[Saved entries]
════════════════
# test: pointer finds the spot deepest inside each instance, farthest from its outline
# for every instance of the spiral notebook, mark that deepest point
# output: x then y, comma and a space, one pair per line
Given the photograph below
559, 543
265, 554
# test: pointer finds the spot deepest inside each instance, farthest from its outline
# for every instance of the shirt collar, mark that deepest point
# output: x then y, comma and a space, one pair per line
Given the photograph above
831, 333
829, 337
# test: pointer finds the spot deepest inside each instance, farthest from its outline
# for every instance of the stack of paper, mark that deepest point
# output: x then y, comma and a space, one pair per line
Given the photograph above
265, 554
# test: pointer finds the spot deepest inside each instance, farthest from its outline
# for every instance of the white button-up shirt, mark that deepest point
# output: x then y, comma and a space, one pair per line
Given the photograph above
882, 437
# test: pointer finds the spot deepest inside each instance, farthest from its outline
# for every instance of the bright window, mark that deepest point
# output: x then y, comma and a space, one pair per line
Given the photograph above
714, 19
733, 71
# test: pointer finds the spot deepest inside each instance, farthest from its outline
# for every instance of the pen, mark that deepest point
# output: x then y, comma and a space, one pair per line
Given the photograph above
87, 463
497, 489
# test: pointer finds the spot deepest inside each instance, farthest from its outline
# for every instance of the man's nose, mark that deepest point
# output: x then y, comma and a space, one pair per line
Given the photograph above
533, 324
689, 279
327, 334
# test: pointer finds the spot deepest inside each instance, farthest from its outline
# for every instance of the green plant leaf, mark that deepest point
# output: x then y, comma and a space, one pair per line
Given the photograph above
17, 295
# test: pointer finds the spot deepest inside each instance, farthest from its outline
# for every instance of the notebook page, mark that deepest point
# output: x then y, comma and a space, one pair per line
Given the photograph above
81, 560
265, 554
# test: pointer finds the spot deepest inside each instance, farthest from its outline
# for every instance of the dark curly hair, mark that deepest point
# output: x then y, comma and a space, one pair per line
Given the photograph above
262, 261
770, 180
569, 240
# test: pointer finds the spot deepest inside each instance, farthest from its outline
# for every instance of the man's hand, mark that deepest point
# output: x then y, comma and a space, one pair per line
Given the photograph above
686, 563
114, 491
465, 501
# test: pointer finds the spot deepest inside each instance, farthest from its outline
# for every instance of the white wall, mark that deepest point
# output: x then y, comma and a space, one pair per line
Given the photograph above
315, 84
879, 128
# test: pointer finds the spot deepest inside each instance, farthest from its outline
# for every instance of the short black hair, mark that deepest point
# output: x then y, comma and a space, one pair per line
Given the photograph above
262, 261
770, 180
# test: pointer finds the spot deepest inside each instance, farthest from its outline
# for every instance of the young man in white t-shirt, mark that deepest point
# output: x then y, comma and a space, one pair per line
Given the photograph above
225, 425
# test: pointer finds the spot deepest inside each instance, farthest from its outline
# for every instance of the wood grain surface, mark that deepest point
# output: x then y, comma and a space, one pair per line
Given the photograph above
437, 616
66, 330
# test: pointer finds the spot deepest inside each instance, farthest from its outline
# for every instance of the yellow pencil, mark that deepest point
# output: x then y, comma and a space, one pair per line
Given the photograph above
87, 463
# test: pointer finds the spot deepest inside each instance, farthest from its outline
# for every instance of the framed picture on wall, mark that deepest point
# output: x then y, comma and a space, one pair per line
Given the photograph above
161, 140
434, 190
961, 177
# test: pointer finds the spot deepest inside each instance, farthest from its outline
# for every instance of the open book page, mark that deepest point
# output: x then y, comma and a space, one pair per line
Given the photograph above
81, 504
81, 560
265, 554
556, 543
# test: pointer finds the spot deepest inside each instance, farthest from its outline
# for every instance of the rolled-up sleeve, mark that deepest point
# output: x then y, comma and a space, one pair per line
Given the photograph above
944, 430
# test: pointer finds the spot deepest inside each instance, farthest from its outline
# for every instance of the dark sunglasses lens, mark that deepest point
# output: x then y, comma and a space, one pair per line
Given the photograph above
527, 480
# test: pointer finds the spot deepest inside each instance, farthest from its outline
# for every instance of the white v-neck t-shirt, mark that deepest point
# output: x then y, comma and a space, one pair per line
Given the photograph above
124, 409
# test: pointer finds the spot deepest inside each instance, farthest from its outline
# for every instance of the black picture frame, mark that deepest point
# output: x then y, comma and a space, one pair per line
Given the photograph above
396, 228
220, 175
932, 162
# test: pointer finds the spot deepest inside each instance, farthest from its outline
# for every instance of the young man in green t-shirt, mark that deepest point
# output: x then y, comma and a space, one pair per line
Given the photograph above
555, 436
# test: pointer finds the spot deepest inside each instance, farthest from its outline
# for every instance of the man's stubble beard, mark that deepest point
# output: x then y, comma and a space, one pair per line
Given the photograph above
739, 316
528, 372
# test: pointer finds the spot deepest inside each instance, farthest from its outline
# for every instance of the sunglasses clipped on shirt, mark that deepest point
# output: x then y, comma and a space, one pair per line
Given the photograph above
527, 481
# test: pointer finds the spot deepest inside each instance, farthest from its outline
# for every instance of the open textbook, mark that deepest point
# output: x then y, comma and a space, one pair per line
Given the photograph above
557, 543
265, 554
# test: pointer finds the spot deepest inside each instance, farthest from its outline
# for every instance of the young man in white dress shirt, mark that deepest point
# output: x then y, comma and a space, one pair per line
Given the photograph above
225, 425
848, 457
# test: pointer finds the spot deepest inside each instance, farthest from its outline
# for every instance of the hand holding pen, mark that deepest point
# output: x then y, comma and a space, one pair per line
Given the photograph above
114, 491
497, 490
════════════════
*BRIEF*: Tally the lines of the records that contain the word "open", then give only the tally.

*TASK RESPONSE*: 2